Dataset entries:
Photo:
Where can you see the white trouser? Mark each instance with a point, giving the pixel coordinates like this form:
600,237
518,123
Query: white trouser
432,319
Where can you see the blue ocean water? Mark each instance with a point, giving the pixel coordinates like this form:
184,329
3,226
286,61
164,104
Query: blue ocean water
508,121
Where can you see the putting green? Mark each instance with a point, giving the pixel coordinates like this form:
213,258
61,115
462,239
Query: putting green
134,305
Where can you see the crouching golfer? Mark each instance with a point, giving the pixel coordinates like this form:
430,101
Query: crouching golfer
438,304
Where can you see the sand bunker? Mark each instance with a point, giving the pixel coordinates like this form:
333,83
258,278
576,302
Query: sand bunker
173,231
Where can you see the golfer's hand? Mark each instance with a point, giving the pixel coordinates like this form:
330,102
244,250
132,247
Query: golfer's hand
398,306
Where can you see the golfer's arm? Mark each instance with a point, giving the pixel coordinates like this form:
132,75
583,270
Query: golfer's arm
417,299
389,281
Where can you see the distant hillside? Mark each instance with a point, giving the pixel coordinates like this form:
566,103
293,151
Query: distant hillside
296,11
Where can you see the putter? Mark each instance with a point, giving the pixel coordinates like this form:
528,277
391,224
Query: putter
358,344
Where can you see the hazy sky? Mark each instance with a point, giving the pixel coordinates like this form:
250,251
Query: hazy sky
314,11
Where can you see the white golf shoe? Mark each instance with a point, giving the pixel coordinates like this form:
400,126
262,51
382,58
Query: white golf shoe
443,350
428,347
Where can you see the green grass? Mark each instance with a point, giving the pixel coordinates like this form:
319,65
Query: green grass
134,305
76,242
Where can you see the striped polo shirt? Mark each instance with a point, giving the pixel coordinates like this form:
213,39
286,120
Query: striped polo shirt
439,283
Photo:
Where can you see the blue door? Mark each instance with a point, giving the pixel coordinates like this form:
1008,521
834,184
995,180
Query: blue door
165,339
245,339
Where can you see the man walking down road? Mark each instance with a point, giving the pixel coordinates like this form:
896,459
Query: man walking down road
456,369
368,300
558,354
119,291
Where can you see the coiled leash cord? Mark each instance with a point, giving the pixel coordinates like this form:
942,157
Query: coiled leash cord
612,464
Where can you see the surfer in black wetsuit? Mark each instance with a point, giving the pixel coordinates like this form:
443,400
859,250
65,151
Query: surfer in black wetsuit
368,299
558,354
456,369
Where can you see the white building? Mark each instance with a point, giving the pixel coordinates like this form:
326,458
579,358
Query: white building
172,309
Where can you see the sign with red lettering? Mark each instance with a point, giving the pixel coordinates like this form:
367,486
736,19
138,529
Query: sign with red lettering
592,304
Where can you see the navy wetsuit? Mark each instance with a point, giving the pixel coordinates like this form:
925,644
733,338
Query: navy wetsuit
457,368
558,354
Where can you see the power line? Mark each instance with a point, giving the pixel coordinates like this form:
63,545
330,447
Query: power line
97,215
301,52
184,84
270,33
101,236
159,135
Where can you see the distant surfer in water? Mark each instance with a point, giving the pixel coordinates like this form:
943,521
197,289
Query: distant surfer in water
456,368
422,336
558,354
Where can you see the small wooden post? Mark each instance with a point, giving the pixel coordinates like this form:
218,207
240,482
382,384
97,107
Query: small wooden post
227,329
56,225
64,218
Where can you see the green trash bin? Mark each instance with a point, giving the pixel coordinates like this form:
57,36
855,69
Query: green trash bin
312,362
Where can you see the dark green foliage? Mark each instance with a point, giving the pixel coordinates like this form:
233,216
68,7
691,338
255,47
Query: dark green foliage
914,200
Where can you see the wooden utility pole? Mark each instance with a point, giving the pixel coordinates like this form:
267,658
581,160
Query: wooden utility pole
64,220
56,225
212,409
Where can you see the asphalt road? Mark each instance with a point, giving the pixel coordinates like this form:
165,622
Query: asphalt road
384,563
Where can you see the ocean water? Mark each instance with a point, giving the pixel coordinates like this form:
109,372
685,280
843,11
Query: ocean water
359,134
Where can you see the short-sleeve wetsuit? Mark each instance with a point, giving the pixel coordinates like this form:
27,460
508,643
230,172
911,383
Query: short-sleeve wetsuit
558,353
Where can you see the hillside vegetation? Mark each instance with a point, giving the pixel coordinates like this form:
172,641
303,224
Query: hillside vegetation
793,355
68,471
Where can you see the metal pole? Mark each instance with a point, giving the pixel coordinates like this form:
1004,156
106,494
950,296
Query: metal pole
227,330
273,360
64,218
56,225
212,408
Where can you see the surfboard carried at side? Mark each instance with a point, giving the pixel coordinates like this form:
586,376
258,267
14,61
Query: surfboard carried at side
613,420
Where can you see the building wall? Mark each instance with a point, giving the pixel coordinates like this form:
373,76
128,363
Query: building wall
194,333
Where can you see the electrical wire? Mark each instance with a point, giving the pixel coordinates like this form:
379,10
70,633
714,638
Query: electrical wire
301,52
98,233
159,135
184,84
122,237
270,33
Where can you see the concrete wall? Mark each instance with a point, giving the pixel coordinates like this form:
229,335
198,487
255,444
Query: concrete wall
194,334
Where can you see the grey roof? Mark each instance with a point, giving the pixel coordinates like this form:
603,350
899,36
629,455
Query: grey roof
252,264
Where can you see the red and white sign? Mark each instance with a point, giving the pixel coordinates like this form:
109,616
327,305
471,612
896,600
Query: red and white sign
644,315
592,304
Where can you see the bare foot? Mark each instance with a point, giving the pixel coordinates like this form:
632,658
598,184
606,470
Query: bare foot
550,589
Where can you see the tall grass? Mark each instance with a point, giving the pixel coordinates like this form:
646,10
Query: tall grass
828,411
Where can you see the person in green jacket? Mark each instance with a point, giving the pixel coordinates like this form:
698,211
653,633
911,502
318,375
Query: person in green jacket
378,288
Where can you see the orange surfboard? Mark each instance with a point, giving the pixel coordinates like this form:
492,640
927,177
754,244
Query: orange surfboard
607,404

● ASSIGNMENT
Copy out the records once more, exactly as they are written.

● TASK RESPONSE
Photo:
Where can you see the white trouser? Mark each instance with a point, giving the pixel coordinates like this form:
600,237
518,123
Query: white trouser
432,319
Where can you see the blue ocean water? Mark each instance with a point, giving the pixel coordinates like this form:
184,329
3,226
286,61
164,104
Query: blue ocean water
508,121
Where can you see the putting green? Mark each instance with a point, giving the pixel coordinates like this form:
213,258
61,115
462,239
Query: putting green
134,305
Where can you see the crouching golfer? Mark each instance with a point, giving the pixel coordinates like this form:
430,101
Query: crouching golfer
438,304
Where can you see the sand bunker? Mark each instance with a point, giving the pixel coordinates like this form:
333,83
258,278
576,302
Query: sand bunker
173,231
Where can you see the golfer's hand? Mark each instance with a point, giving the pixel coordinates like this form:
330,102
244,250
132,247
Query: golfer's hand
398,306
Where can you see the golfer's arm? Mark each instance with a point, giving the pixel coordinates like this form:
132,75
583,270
Query: golfer's arm
417,299
389,281
Where can you see the distant hillside? Mark each instance with a point, giving the pixel coordinates like this form:
566,103
293,151
Query: distant hillside
296,11
Where can you see the putter? Mark each instance with a point, giving the pixel coordinates like this form:
528,277
391,224
Query: putter
358,344
Where can you see the hazy sky? Mark each instance with a point, giving the pixel coordinates like this form:
250,251
Query: hazy sky
314,11
Where can you see the white golf shoe? Mark each instance with a point, giving the pixel coordinates like this form:
400,126
262,51
382,58
Query: white golf shoe
443,350
428,347
Where can you see the green grass? Mark each instance with a point, giving the pixel coordinates like this form:
319,65
Query: green grass
134,305
76,242
Where can you see the striped polo shirt? Mark each instance with a point, giving the pixel coordinates like this form:
213,39
286,120
Query: striped polo shirt
439,283
Photo:
Where can you see the blue door? Mark each instance with a point, giving the pixel coordinates like this form:
1008,521
834,184
995,180
Query: blue door
165,339
245,339
Where can you see the man walking down road? Mark each instance with a point, giving the pixel coordinates like this form:
896,459
Query: man walking down road
456,369
368,300
558,354
119,291
Where can you see the coiled leash cord? Mark each instance with a point, giving the pixel coordinates like this form:
942,157
Query: coiled leash cord
612,464
Where can you see the surfer in black wetsuit? Mark each instance with a point, giving the pixel coordinates like this form:
443,400
859,250
65,151
Query: surfer in black wetsuit
368,299
558,354
456,369
Where can you see the white building? Mark each instance with a point, giving the pixel coordinates like this form:
326,458
579,358
Query: white building
172,309
Where can you see the sign with red lettering? Mark each instance with a point, giving the pixel coordinates like this form:
367,486
736,19
138,529
Query: sign with red lettering
592,304
Where can you see the navy wetsuit? Mark each instance with a point, giving the pixel coordinates like this form:
925,644
733,338
Query: navy wetsuit
457,368
558,354
Where can you see the power line? Mark each instance with a point, giving the pixel coordinates like this form:
63,545
330,447
Query: power line
97,215
301,52
184,84
270,33
101,236
159,135
Where can you see the distant surfer in water? Mark each instance with a point, giving the pixel coordinates like this form:
943,521
197,289
Query: distant surfer in water
456,368
422,336
558,354
Where can you see the small wooden post? Mark each instance with a point, giving the pixel coordinates like this form:
218,207
240,482
382,384
97,107
Query: small wooden post
227,329
56,225
64,218
Where can you see the green trash bin? Mark each instance with a point, giving the pixel coordinates like this form:
57,36
855,69
Query: green trash bin
312,362
Where can you see the dark green foliage? Mark each instance with a point, giving the pixel coordinates like this form:
233,216
68,7
691,338
255,47
Query: dark green foliage
914,200
Where can you see the wooden utility pole? Mark each instance with a point, giving the pixel coordinates like this form:
267,658
581,160
Query: wooden utility pole
64,220
56,225
212,409
Where can you see the asphalt road? Mark each instance with a point, giving the pixel coordinates like this form:
165,622
Query: asphalt road
384,563
Where can you see the ocean water? Mark each instance with a point, giving the pixel coordinates like this form:
109,372
685,280
843,11
Query: ocean water
359,134
Where can you see the short-sleeve wetsuit? Mark each instance with a point, giving the pixel coordinates like this form:
27,460
508,643
230,172
911,383
Query: short-sleeve wetsuit
558,353
Where can you see the hillside vegetation? Mark each instance with a point, giving the pixel coordinates like this form:
172,641
303,224
Query: hillside vegetation
793,355
68,471
Where can you see the metal pole? Mark each instance with a point, giving the pixel coordinates like this form:
1004,156
106,494
950,296
Query: metal pole
227,330
273,360
64,218
56,225
212,408
Where can you see the surfboard carried at side? Mark each instance with a point, giving the pixel coordinates like this form:
586,376
258,267
14,61
Query: surfboard carried at side
613,420
Where can you see the building wall? Mark each instance with a point, giving the pixel coordinates like this form:
373,76
128,363
Query: building wall
194,333
Where can you see the electrical wire? Mark each instance with a point, giving the pixel coordinates like this form:
379,10
70,633
714,638
Query: electrical wire
301,52
98,233
159,135
184,84
122,237
270,33
Where can you see the concrete wall? Mark each instance with a point, giving the pixel coordinates like this form:
229,335
198,487
255,444
Query: concrete wall
194,334
Where can you see the grey roof? Mark each instance with a point, giving the pixel coordinates like this form:
603,350
899,36
629,455
Query: grey roof
252,264
Where can you see the red and white sign? Mark each instance with a point, giving the pixel coordinates like this form:
109,616
327,305
471,612
896,600
Query: red and white sign
644,315
592,304
Where can you see the bare foot? Mark each instance with a point, giving the pixel coordinates like this form:
632,658
598,184
606,470
Query: bare foot
550,589
Where can you see the tall grass? Mark each instance with a point, giving the pixel coordinates like this form:
646,10
Query: tall grass
828,411
Where can you see the person in green jacket? Mark each instance with a point, giving the pixel coordinates like this form:
698,211
653,633
911,502
318,375
Query: person in green jacket
378,288
Where can you see the orange surfboard? Mark each instance with a point, giving the pixel coordinates like this form:
492,640
927,177
754,244
Query: orange surfboard
607,404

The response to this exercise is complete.